--- Given text Enclosed Below ---

Markets and Dichotomies

The largest regional personal care markets, Western Europe and North America, with 2006 sales of $27 billion and $19.6 billion respectively, are plagued with low growth rates, each with less than 15% value growth between 2001 and 2006. Consumers in these markets are far more willing to economize on personal care than they are on cosmetics products, trusting that the quality of even cheap brands is of a high enough level to deliver basic hygiene—meaning that price competition is fierce between toiletries, brand loyalty is low and private label is a greater threat within these sectors. This is further exacerbated by the retail distribution of personal care in Western Europe and North America, which is dominated by price-cutting retailers such as supermarkets and discounters; in Western Europe, almost 50% of all toiletries are sold through these channels. It is therefore not surprising that encouraging consumers to trade up is central to the strategy of personal care brands in the more mature markets.

--- End of Enclosed Given text ---

- **Study questions**:
a. According to the passage on personal care markets, why is price competition fierce among toiletries in Western Europe and North America?
b. In the passage on personal care markets, what share of all toiletries in Western Europe is sold through supermarkets and discounters?

--- Records provided Enclosed Below ---

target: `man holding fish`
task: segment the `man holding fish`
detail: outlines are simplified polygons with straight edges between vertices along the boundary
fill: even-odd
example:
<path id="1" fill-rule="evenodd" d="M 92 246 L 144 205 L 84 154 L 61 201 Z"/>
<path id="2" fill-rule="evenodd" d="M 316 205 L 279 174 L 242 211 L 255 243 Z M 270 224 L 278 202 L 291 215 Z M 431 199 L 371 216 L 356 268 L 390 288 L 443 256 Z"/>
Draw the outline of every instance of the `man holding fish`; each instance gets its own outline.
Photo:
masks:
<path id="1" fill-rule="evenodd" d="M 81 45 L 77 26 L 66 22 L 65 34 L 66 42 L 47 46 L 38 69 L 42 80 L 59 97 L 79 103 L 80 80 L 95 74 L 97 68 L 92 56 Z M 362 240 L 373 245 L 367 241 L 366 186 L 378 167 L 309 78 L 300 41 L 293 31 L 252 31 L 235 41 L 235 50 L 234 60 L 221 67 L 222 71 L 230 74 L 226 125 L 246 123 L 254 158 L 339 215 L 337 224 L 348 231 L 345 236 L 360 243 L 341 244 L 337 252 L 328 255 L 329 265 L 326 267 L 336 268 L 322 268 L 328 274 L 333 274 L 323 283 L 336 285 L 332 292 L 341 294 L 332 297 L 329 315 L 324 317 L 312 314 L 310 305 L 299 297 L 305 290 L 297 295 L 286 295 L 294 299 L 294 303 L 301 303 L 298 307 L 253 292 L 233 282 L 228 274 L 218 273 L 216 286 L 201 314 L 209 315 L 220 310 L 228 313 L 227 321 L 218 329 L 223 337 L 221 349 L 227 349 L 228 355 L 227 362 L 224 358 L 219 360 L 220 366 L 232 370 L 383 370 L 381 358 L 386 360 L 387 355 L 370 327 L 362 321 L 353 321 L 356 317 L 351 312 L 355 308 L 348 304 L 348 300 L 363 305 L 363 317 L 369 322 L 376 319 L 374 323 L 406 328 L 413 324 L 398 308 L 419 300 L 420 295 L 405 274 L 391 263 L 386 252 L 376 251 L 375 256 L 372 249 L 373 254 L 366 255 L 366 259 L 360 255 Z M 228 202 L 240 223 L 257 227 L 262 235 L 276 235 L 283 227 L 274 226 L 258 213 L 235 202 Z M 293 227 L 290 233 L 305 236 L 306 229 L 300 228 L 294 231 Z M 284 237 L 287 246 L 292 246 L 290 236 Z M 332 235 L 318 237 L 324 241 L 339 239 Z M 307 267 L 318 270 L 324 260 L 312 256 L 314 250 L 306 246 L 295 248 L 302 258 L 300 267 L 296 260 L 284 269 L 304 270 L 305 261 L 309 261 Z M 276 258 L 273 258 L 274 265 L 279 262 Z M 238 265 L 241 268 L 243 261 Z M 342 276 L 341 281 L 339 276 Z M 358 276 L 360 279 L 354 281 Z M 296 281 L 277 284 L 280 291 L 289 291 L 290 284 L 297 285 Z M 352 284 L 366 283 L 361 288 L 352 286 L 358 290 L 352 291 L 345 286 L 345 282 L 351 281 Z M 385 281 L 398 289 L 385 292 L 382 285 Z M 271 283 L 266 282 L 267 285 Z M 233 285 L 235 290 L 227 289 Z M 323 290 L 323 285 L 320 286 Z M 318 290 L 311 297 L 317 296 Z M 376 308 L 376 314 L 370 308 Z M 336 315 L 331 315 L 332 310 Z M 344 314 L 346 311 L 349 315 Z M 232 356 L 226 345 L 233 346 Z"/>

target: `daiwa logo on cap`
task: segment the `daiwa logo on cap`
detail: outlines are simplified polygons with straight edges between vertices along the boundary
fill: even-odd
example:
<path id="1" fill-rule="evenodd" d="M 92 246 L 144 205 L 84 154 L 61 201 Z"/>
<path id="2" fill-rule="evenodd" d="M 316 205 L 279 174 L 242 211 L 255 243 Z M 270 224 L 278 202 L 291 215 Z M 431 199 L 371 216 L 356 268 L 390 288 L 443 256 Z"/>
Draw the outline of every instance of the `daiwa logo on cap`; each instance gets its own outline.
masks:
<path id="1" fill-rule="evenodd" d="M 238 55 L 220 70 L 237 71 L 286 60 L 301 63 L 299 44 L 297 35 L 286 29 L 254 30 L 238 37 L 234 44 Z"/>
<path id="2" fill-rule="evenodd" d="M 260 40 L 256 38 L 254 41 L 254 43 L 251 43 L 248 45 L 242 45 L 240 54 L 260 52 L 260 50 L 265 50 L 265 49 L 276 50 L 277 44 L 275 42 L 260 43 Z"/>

--- End of Enclosed Records provided ---

- **Set of answers**:
a. Consumers in these markets are far more willing to economize on personal care than on cosmetics. They trust that even cheap brands are good enough for basic hygiene. This is why price competition is fierce, brand loyalty is low and private label is a greater threat.

b. Almost 50%.